Consigne |
D'après le texte source, quelle instance Madame Dupuy a-t-elle décidé de rejoindre ?

Probablement acariâtre du fait d’un exil forcé, je suggérai que nous gagnerions peut-être à des interventions plus simples et directes sans fioritures et autres artifices rhétoriques.

En privé, certains sont venus confirmer ma lecture. C’était plutôt creux. Ils voyaient mal en quoi un tel discours à l’UNESCO allait bien pouvoir aider. Nous sommes trop susceptibles aux phrases bien tournées et ce sera notre perte. Mais le sentiment général, en public à tout le moins, était que ce discours patriotique était une lueur d’espoir, une indication claire qu’il y avait encore de la compétence chez les représentants d’Haïti, une preuve que c’était encore possible pour nos responsables de s’élever à la hauteur de leurs responsabilités … jusqu’à ce que, hier, nous apprenions que Madame Dupuy s’était décidée à s’élever à de plus grandes responsabilités en rejoignant le futur Conseil présidentiel qui, pour être voué à l’échec, n’en est pas moins destiné à diriger nos destinées.

Entrées fournies |
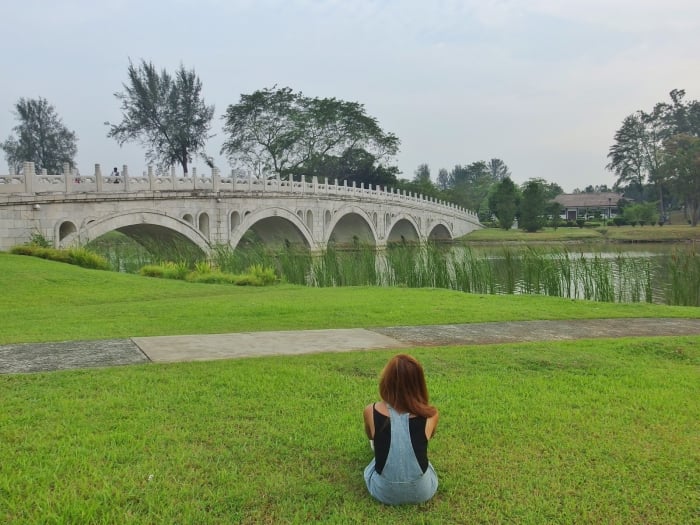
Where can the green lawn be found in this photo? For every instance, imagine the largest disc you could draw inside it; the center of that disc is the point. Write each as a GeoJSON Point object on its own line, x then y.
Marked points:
{"type": "Point", "coordinates": [49, 301]}
{"type": "Point", "coordinates": [592, 431]}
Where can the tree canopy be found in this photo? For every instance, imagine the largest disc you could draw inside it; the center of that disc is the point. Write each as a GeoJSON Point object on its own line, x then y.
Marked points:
{"type": "Point", "coordinates": [279, 132]}
{"type": "Point", "coordinates": [533, 206]}
{"type": "Point", "coordinates": [504, 200]}
{"type": "Point", "coordinates": [648, 150]}
{"type": "Point", "coordinates": [165, 114]}
{"type": "Point", "coordinates": [42, 138]}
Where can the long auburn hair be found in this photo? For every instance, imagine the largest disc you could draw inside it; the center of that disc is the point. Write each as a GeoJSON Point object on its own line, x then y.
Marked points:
{"type": "Point", "coordinates": [402, 385]}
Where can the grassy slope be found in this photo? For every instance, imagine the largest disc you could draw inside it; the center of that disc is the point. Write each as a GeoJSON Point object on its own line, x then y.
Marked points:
{"type": "Point", "coordinates": [574, 432]}
{"type": "Point", "coordinates": [48, 301]}
{"type": "Point", "coordinates": [602, 431]}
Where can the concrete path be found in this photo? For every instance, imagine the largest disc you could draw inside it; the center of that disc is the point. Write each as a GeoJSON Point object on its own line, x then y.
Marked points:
{"type": "Point", "coordinates": [40, 357]}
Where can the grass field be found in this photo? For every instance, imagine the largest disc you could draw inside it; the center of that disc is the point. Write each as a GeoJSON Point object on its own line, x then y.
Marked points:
{"type": "Point", "coordinates": [592, 431]}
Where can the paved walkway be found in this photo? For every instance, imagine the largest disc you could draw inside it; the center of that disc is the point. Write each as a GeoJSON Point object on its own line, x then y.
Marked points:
{"type": "Point", "coordinates": [39, 357]}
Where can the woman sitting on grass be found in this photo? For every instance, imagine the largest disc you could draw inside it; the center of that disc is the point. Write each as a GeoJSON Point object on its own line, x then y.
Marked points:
{"type": "Point", "coordinates": [399, 427]}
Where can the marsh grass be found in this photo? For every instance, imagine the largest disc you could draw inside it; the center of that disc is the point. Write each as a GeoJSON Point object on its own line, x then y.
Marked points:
{"type": "Point", "coordinates": [569, 432]}
{"type": "Point", "coordinates": [106, 305]}
{"type": "Point", "coordinates": [684, 272]}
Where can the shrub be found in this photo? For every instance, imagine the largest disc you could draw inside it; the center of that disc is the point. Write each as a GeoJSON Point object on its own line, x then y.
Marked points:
{"type": "Point", "coordinates": [264, 275]}
{"type": "Point", "coordinates": [87, 259]}
{"type": "Point", "coordinates": [38, 239]}
{"type": "Point", "coordinates": [166, 270]}
{"type": "Point", "coordinates": [212, 277]}
{"type": "Point", "coordinates": [76, 256]}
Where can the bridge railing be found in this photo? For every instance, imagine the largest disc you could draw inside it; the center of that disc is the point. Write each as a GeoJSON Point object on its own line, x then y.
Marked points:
{"type": "Point", "coordinates": [71, 181]}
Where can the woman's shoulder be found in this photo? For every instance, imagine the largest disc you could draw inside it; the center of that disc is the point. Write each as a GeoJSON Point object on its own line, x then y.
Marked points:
{"type": "Point", "coordinates": [379, 406]}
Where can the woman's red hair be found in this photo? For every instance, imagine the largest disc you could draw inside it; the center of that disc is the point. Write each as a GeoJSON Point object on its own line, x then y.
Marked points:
{"type": "Point", "coordinates": [402, 385]}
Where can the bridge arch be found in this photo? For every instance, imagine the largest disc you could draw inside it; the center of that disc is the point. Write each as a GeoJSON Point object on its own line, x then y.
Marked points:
{"type": "Point", "coordinates": [403, 229]}
{"type": "Point", "coordinates": [350, 224]}
{"type": "Point", "coordinates": [64, 228]}
{"type": "Point", "coordinates": [141, 225]}
{"type": "Point", "coordinates": [274, 226]}
{"type": "Point", "coordinates": [440, 232]}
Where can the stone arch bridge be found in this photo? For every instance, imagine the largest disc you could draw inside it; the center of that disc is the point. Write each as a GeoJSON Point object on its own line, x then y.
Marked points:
{"type": "Point", "coordinates": [69, 210]}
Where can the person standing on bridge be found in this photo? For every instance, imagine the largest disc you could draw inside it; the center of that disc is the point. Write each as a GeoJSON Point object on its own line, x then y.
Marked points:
{"type": "Point", "coordinates": [399, 428]}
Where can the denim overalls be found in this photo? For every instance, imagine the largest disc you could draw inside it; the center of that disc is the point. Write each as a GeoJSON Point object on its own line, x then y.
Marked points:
{"type": "Point", "coordinates": [401, 480]}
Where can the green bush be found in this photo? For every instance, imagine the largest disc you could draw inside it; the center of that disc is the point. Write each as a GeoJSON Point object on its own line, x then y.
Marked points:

Réponse attendue |
Le futur Conseil présidentiel.